Objectif 1:
Reprenez mot pour mot, dans l'extrait sur la retraite de Maigret, tout ce qui va de « Pourquoi la Loire » jusqu'à « ses ambiances parisiennes. ».

Extrait à lire:
• • • • •

A propos de la retraite du commissaire et de sa maison des bords de Loire
SIMENON SIMENON. SIMENON E MAIGRET A MEUNG
A proposito del pensionamento del commissario e della sua casa nella valle della Loira
SIMENON SIMENON. SIMENON AND MAIGRET AT MEUNG
About the Chief Inspector's retirement and his house in the Loire Valley
Au printemps 1933, Simenon était prêt à franchir une nouvelle étape en littérature. Fayard avait déjà publié dix-sept de ses romans Maigret, et quatre romans sans le commissaire. Le romancier venait de rentrer de longs voyages, qui l'avaient mené de l'Afrique aux confins de l'Europe. Il lorgnait aussi du côté d'un nouvel éditeur, et il sentait qu'il avait besoin de quitter cette étiquette d'auteur de romans policiers qui lui collait si bien au clavier… Maigret commençait à devenir encombrant, et Simenon songeait à s'en débarrasser… Mais comment ?...
Une solution aurait été de le faire mourir de sa belle mort; une arrestation qui se terminait dans un bain de sang, ou un accident au cours d'une filature, et le tour était joué: le commissaire Jules Maigret rejoignait le tableau des policiers morts dans l'exercice de leur fonction, et les visiteurs de la salle d'attente de la PJ verraient sa photographie parmi les autres visages de ces héros…
Oui, mais ce n'était peut-être pas si facile de se séparer de Maigret. D'abord, le romancier était-il si assuré que cela de pouvoir se passer de son meneur de jeu ? Et qu'est-ce qui prouvait que les romans plus "littéraires" qu'il voulait écrire seraient tout autant appréciés des lecteurs ? Et puis, après tout, il l'aimait bien, ce commissaire bourru qui lui avait apporté la gloire… et de solides ressources financières… Alors, une autre solution était de l'envoyer simplement à la retraite. On prenait quelques années d'avance sur le programme, et Maigret allait s'établir sur les bords de la Loire pour taquiner le goujon et cultiver des tomates…
Au chapitre 5 de L'écluse no 1, on apprend que Maigret, "bien qu'encore loin de la limite d'âge, a demandé et obtenu sa mise à la retraite". C'est donc là qu'apparaît pour la première fois ce thème de la retraite du commissaire, qui a acheté à cette fin une "bicoque [sur les] bords de la Loire", qui se trouve "entre Meung et Tours". Dans le roman suivant, Maigret, la maison est située expressément à Meung, et c'est là qu'elle sera définitivement fixée pour la suite de la saga. On apprendra des détails sur cette maison dans les romans où Maigret est à la retraite, et dans ceux où celle-ci est évoquée comme une perspective plus ou moins proche.
Pourquoi la Loire comme lieu de retraite ? Ou pourquoi pas, après tout… Le fleuve ligérien remplaçait les méandres de la Seine, et on cultivait dans la région quelques bons crus qui rappelaient les petits vins blancs dégustés sur le zinc… Maigret devrait donc sans doute s'y sentir bien, assez bien pour ne pas trop regretter ses ambiances parisiennes.

• • • • •

Données de l'exercice:
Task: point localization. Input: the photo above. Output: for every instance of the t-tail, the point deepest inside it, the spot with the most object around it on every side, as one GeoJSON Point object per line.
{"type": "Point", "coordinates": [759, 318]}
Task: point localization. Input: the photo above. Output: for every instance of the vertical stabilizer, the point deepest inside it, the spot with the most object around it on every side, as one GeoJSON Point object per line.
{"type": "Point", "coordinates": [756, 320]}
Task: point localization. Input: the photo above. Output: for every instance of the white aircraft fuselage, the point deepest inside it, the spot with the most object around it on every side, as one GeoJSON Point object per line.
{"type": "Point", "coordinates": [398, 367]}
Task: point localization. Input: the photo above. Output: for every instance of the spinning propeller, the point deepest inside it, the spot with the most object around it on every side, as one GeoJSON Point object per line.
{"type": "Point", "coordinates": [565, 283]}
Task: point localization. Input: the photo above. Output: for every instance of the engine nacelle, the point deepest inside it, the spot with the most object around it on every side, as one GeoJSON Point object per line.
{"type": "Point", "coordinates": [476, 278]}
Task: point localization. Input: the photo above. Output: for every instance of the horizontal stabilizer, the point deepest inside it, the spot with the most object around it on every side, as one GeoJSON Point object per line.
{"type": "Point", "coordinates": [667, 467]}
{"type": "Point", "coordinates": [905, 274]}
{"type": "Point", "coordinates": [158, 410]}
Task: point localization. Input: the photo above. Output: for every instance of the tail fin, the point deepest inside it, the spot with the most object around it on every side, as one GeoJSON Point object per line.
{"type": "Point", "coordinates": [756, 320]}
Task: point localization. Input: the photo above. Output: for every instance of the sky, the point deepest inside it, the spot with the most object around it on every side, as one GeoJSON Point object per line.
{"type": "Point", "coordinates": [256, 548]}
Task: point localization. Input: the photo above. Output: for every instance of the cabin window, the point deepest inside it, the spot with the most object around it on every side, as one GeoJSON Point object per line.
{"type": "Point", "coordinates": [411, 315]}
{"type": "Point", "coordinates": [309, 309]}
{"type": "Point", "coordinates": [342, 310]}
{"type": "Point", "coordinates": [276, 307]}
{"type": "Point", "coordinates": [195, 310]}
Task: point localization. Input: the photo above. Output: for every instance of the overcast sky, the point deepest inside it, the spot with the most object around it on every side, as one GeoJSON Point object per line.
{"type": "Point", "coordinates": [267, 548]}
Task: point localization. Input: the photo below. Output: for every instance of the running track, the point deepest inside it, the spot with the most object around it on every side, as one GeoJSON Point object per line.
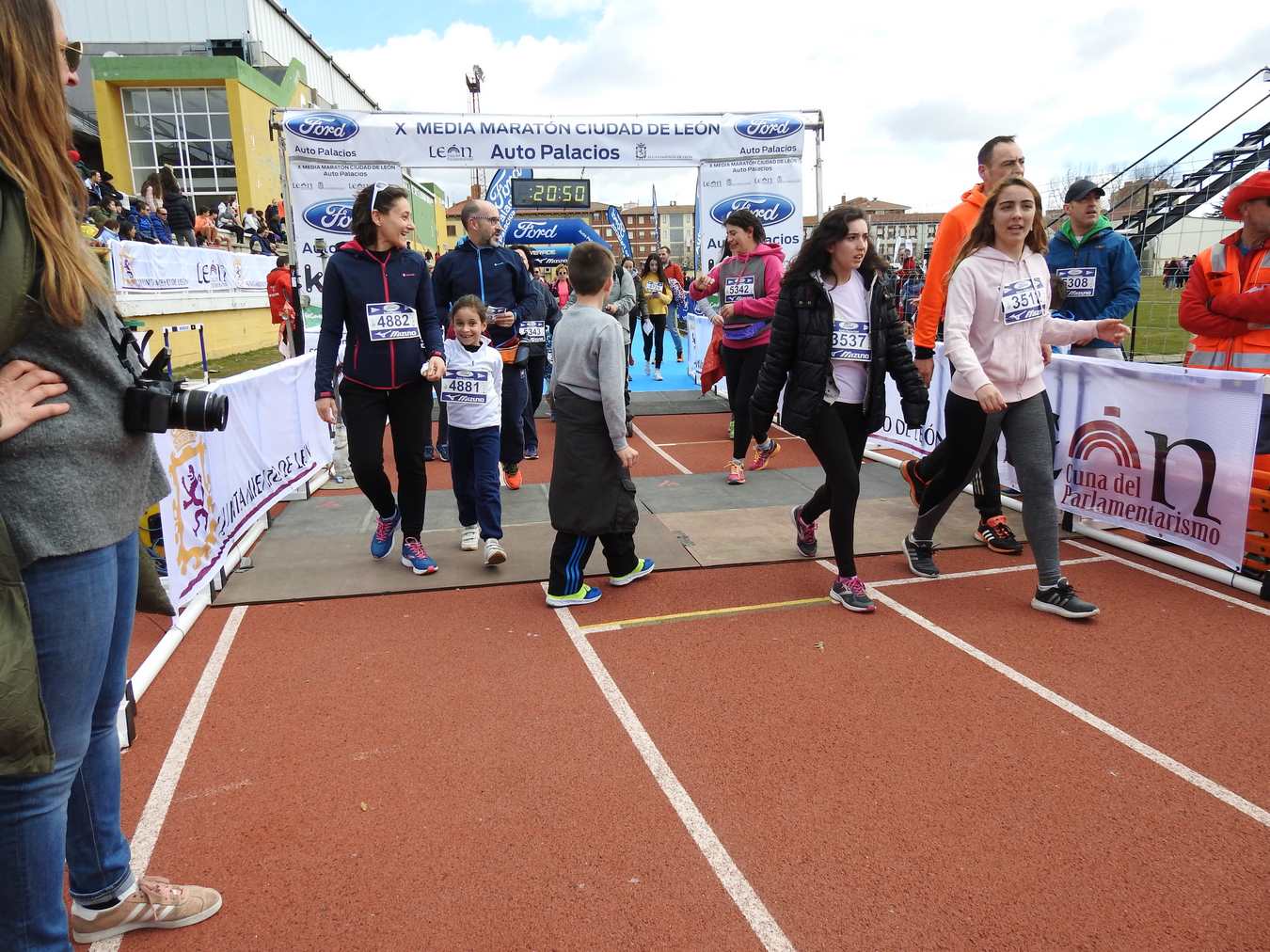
{"type": "Point", "coordinates": [721, 759]}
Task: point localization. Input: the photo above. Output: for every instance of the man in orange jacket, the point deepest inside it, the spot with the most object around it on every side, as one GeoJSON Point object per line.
{"type": "Point", "coordinates": [1000, 157]}
{"type": "Point", "coordinates": [1226, 304]}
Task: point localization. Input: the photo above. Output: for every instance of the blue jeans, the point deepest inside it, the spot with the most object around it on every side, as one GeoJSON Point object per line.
{"type": "Point", "coordinates": [516, 395]}
{"type": "Point", "coordinates": [474, 471]}
{"type": "Point", "coordinates": [82, 610]}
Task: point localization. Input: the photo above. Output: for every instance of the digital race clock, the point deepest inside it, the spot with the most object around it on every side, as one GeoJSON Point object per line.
{"type": "Point", "coordinates": [551, 193]}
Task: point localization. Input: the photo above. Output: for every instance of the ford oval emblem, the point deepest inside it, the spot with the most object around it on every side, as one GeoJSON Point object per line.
{"type": "Point", "coordinates": [323, 127]}
{"type": "Point", "coordinates": [334, 214]}
{"type": "Point", "coordinates": [769, 126]}
{"type": "Point", "coordinates": [770, 210]}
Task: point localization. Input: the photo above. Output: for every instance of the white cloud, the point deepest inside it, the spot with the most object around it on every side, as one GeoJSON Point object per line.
{"type": "Point", "coordinates": [907, 97]}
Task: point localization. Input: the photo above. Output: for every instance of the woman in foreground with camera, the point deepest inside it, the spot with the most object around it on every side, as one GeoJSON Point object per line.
{"type": "Point", "coordinates": [73, 482]}
{"type": "Point", "coordinates": [380, 293]}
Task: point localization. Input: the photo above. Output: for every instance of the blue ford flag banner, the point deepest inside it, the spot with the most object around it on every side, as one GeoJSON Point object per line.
{"type": "Point", "coordinates": [500, 193]}
{"type": "Point", "coordinates": [615, 220]}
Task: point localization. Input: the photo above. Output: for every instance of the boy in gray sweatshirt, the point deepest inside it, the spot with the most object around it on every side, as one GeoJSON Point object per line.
{"type": "Point", "coordinates": [591, 494]}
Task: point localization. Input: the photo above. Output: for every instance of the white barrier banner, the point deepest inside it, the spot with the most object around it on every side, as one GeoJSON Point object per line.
{"type": "Point", "coordinates": [1160, 450]}
{"type": "Point", "coordinates": [136, 265]}
{"type": "Point", "coordinates": [322, 198]}
{"type": "Point", "coordinates": [770, 188]}
{"type": "Point", "coordinates": [539, 141]}
{"type": "Point", "coordinates": [222, 483]}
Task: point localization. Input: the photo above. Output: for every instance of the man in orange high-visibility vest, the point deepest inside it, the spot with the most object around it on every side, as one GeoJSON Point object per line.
{"type": "Point", "coordinates": [1226, 304]}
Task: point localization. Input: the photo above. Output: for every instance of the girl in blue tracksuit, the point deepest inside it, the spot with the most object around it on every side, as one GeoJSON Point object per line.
{"type": "Point", "coordinates": [380, 294]}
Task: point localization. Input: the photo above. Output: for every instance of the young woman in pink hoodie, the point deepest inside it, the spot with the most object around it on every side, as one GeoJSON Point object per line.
{"type": "Point", "coordinates": [750, 282]}
{"type": "Point", "coordinates": [994, 323]}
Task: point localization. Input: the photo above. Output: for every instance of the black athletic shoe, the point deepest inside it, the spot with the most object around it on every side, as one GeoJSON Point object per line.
{"type": "Point", "coordinates": [916, 487]}
{"type": "Point", "coordinates": [1063, 600]}
{"type": "Point", "coordinates": [921, 558]}
{"type": "Point", "coordinates": [997, 536]}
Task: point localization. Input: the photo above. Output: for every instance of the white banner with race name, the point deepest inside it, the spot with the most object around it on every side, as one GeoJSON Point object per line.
{"type": "Point", "coordinates": [136, 265]}
{"type": "Point", "coordinates": [322, 198]}
{"type": "Point", "coordinates": [1154, 448]}
{"type": "Point", "coordinates": [540, 141]}
{"type": "Point", "coordinates": [770, 188]}
{"type": "Point", "coordinates": [222, 483]}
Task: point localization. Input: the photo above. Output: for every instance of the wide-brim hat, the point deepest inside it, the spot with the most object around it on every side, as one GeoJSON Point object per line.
{"type": "Point", "coordinates": [1256, 185]}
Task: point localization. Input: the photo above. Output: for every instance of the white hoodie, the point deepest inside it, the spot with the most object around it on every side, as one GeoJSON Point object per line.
{"type": "Point", "coordinates": [976, 338]}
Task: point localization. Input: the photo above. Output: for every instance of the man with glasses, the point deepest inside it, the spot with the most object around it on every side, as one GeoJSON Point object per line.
{"type": "Point", "coordinates": [517, 316]}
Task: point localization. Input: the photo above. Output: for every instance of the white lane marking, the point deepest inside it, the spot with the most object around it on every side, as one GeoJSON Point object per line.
{"type": "Point", "coordinates": [1166, 577]}
{"type": "Point", "coordinates": [169, 774]}
{"type": "Point", "coordinates": [738, 887]}
{"type": "Point", "coordinates": [660, 452]}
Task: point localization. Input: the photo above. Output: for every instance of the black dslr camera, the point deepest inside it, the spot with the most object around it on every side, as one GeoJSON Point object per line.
{"type": "Point", "coordinates": [155, 403]}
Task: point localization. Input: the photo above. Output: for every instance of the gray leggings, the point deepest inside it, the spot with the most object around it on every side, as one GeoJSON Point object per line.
{"type": "Point", "coordinates": [1029, 431]}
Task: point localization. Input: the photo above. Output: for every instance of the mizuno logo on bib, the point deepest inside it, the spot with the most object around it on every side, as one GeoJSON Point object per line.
{"type": "Point", "coordinates": [465, 386]}
{"type": "Point", "coordinates": [391, 322]}
{"type": "Point", "coordinates": [1022, 300]}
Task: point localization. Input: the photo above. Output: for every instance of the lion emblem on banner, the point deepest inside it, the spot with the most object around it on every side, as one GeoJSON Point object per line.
{"type": "Point", "coordinates": [193, 511]}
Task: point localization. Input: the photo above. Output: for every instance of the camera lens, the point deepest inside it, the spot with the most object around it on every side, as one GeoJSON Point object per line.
{"type": "Point", "coordinates": [199, 410]}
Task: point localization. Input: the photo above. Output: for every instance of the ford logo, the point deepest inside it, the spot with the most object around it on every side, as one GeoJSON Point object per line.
{"type": "Point", "coordinates": [535, 231]}
{"type": "Point", "coordinates": [770, 210]}
{"type": "Point", "coordinates": [334, 214]}
{"type": "Point", "coordinates": [769, 126]}
{"type": "Point", "coordinates": [323, 127]}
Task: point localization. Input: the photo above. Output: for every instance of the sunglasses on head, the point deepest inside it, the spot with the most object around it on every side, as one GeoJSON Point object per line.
{"type": "Point", "coordinates": [73, 54]}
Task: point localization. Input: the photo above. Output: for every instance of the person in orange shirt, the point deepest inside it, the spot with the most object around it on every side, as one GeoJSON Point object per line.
{"type": "Point", "coordinates": [1000, 157]}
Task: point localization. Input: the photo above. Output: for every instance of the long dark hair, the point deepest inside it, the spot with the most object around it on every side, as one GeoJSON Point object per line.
{"type": "Point", "coordinates": [650, 259]}
{"type": "Point", "coordinates": [816, 258]}
{"type": "Point", "coordinates": [365, 229]}
{"type": "Point", "coordinates": [984, 232]}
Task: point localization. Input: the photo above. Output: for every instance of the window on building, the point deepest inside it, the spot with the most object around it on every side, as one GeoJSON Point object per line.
{"type": "Point", "coordinates": [188, 128]}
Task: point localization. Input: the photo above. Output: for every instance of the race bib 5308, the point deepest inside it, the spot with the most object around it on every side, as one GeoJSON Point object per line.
{"type": "Point", "coordinates": [1081, 282]}
{"type": "Point", "coordinates": [467, 386]}
{"type": "Point", "coordinates": [1022, 300]}
{"type": "Point", "coordinates": [391, 322]}
{"type": "Point", "coordinates": [849, 341]}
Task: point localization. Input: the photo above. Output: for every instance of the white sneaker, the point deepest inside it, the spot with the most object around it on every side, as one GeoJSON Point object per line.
{"type": "Point", "coordinates": [494, 552]}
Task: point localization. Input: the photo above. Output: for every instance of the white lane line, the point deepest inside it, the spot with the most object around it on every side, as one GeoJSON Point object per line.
{"type": "Point", "coordinates": [1227, 796]}
{"type": "Point", "coordinates": [660, 452]}
{"type": "Point", "coordinates": [738, 887]}
{"type": "Point", "coordinates": [1166, 577]}
{"type": "Point", "coordinates": [1001, 570]}
{"type": "Point", "coordinates": [169, 774]}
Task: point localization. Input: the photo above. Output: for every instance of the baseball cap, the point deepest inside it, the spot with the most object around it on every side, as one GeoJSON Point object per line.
{"type": "Point", "coordinates": [1081, 188]}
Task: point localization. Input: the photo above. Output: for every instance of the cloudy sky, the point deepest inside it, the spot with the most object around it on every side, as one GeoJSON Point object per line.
{"type": "Point", "coordinates": [910, 89]}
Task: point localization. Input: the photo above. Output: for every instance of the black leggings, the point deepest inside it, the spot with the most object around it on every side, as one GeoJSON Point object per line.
{"type": "Point", "coordinates": [365, 413]}
{"type": "Point", "coordinates": [837, 438]}
{"type": "Point", "coordinates": [656, 337]}
{"type": "Point", "coordinates": [740, 366]}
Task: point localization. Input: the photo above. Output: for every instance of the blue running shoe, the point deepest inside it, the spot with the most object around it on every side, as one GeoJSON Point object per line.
{"type": "Point", "coordinates": [644, 566]}
{"type": "Point", "coordinates": [381, 542]}
{"type": "Point", "coordinates": [581, 596]}
{"type": "Point", "coordinates": [416, 558]}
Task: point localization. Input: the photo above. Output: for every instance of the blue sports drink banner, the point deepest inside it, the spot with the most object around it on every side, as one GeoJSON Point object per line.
{"type": "Point", "coordinates": [500, 192]}
{"type": "Point", "coordinates": [615, 220]}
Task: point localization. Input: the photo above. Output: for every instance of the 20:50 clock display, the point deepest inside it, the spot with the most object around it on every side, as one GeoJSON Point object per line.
{"type": "Point", "coordinates": [551, 193]}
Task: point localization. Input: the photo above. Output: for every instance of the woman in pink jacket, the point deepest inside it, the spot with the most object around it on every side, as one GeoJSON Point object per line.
{"type": "Point", "coordinates": [748, 280]}
{"type": "Point", "coordinates": [994, 323]}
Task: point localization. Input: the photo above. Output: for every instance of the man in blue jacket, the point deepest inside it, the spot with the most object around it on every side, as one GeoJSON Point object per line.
{"type": "Point", "coordinates": [1096, 264]}
{"type": "Point", "coordinates": [497, 277]}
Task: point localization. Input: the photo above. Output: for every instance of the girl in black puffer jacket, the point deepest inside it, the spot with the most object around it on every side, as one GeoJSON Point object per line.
{"type": "Point", "coordinates": [834, 338]}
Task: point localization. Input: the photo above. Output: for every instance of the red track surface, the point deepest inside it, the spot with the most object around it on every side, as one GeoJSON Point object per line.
{"type": "Point", "coordinates": [441, 770]}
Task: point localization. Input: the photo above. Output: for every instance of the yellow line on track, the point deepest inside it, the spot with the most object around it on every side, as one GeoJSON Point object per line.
{"type": "Point", "coordinates": [703, 613]}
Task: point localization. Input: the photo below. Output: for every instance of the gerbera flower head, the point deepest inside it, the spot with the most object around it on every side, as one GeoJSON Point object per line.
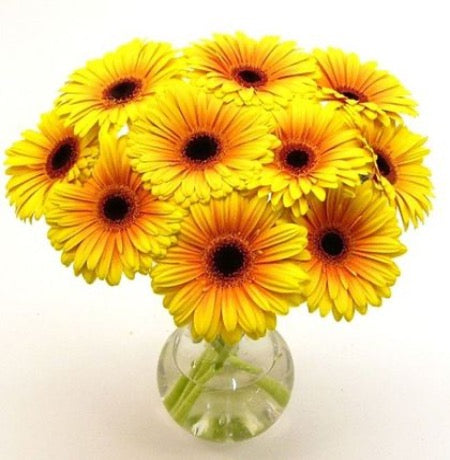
{"type": "Point", "coordinates": [43, 158]}
{"type": "Point", "coordinates": [111, 225]}
{"type": "Point", "coordinates": [352, 242]}
{"type": "Point", "coordinates": [235, 266]}
{"type": "Point", "coordinates": [245, 71]}
{"type": "Point", "coordinates": [318, 152]}
{"type": "Point", "coordinates": [190, 146]}
{"type": "Point", "coordinates": [360, 88]}
{"type": "Point", "coordinates": [399, 171]}
{"type": "Point", "coordinates": [109, 91]}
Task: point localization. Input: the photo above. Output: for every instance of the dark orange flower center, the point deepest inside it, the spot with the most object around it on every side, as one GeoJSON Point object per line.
{"type": "Point", "coordinates": [228, 259]}
{"type": "Point", "coordinates": [201, 148]}
{"type": "Point", "coordinates": [385, 166]}
{"type": "Point", "coordinates": [123, 90]}
{"type": "Point", "coordinates": [330, 245]}
{"type": "Point", "coordinates": [297, 159]}
{"type": "Point", "coordinates": [353, 94]}
{"type": "Point", "coordinates": [250, 77]}
{"type": "Point", "coordinates": [61, 159]}
{"type": "Point", "coordinates": [117, 207]}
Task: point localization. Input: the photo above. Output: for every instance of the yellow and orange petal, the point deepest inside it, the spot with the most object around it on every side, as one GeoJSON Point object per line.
{"type": "Point", "coordinates": [109, 91]}
{"type": "Point", "coordinates": [318, 152]}
{"type": "Point", "coordinates": [43, 158]}
{"type": "Point", "coordinates": [111, 225]}
{"type": "Point", "coordinates": [361, 89]}
{"type": "Point", "coordinates": [191, 146]}
{"type": "Point", "coordinates": [235, 266]}
{"type": "Point", "coordinates": [353, 243]}
{"type": "Point", "coordinates": [399, 169]}
{"type": "Point", "coordinates": [245, 71]}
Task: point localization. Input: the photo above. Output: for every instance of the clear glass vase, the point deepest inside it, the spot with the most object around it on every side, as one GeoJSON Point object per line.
{"type": "Point", "coordinates": [225, 393]}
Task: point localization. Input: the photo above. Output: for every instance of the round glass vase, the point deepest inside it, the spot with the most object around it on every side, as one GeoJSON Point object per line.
{"type": "Point", "coordinates": [224, 393]}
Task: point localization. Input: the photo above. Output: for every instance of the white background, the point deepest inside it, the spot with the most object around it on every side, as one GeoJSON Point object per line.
{"type": "Point", "coordinates": [78, 362]}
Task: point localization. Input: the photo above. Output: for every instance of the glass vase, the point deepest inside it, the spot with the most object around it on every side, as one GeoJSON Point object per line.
{"type": "Point", "coordinates": [223, 393]}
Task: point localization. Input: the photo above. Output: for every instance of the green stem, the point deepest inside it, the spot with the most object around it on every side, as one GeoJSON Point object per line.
{"type": "Point", "coordinates": [188, 388]}
{"type": "Point", "coordinates": [209, 363]}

• • • • •

Objectif 2:
Relevez dans la liste chaque ligne où figure le mot « lane ». La casse compte.

Réponse attendue 1:
Pourquoi la Loire comme lieu de retraite ? Ou pourquoi pas, après tout… Le fleuve ligérien remplaçait les méandres de la Seine, et on cultivait dans la région quelques bons crus qui rappelaient les petits vins blancs dégustés sur le zinc… Maigret devrait donc sans doute s'y sentir bien, assez bien pour ne pas trop regretter ses ambiances parisiennes.

Réponse attendue 2:
Task: point localization. Input: the photo above. Output: for every instance of the white lane marking, the point deepest inside it, the spot with the most object around it on every side, as one GeoJSON Point object per line.
Task: point localization. Input: the photo above. Output: for every instance of the white lane line, the point deepest inside it, the spot with the most object around it on every side, as one GeoJSON Point object per line.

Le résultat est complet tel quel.